TAREFAS A REALIZAR
a - No texto sobre a ideia essencial no planejamento de ensino, de que livro vem o conceito de “ideia essencial”?
b - Reescreva de forma mais curta o parágrafo do texto sobre a ideia essencial que começa com “O conceito de “ideia essencial” (Big Idea)”, mantendo seus fatos principais.

TEXTO DO DOCUMENTO
________________________________________

Não importa se você cria cursos livres, se utiliza ementas no ensino universitário, ou se utiliza habilidades pré-definidas como na Base Nacional Comum Curricular. Em todas estas situações, o conceito de “ideia essencial” favorece um tipo de planejamento que traz um diferencial de aprendizagem – e no caso dos cursos livres principalmente, um diferencial de mercado.
O conceito de “ideia essencial” (Big Idea) vem do importante trabalho de Wiggins & MacThighe em seu livro “Understanding by Design” (2005). Este trabalho descreve o que se chama de “planejamento reverso”, ou “comece pelo final”. E a “ideia essencial” é a base desta visão do que é o “final desejado”, ou seja, qual é o resultado de aprendizagem que queremos ao final de um curso. Por isso uma “ideia essencial’ é tão importante: ela aponta para o diferencial de um curso. Vamos a um exemplo bem acessível do que significa uma “ideia essencial” em oposição ao conteúdo, como guia para o planejamento de ensino.
O exemplo de Rita Lobo no ensino de culinária
Quem gosta de culinária deve conhecer Rita Lobo, mas quem não conhece vale a pena conhecer. Mas antes de falar dela, vamos usar o exemplo do ensino de culinária tradicional para se opor à como a Rita Lobo aborda este mesmo ensino.

________________________________________

DADOS REGISTRADOS
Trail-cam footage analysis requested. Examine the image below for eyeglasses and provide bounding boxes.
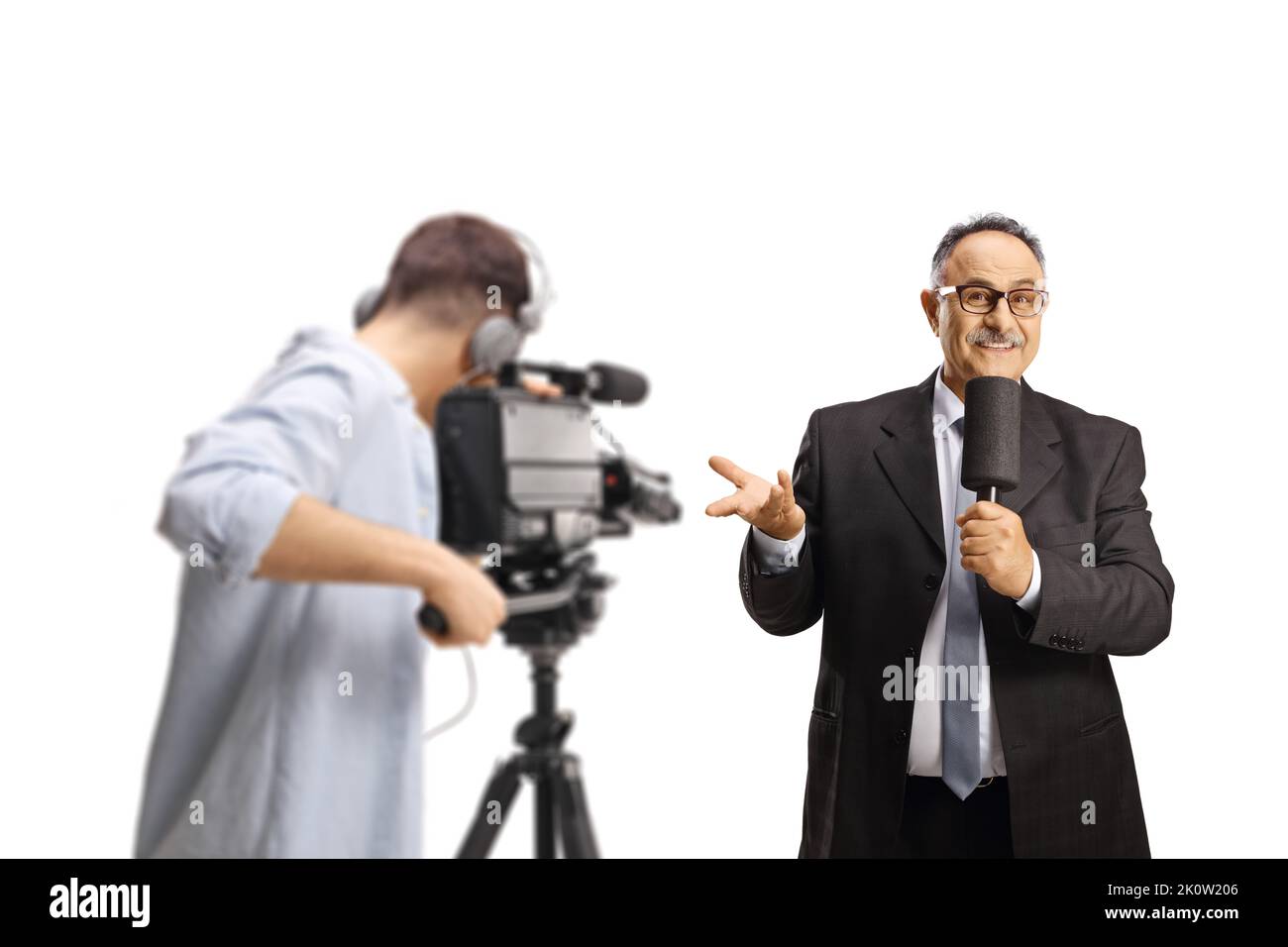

________________________________________

RESULTADOS ESPERADOS
a - Do livro “Understanding by Design” (2005), de Wiggins & MacThighe.

b - O conceito de “ideia essencial” (Big Idea) vem do livro “Understanding by Design” (2005), de Wiggins & MacThighe. O livro descreve o “planejamento reverso”, ou “comece pelo final”. A ideia essencial é a base do “final desejado”, isto é, do resultado de aprendizagem esperado ao fim de um curso. Por isso ela aponta para o diferencial do curso.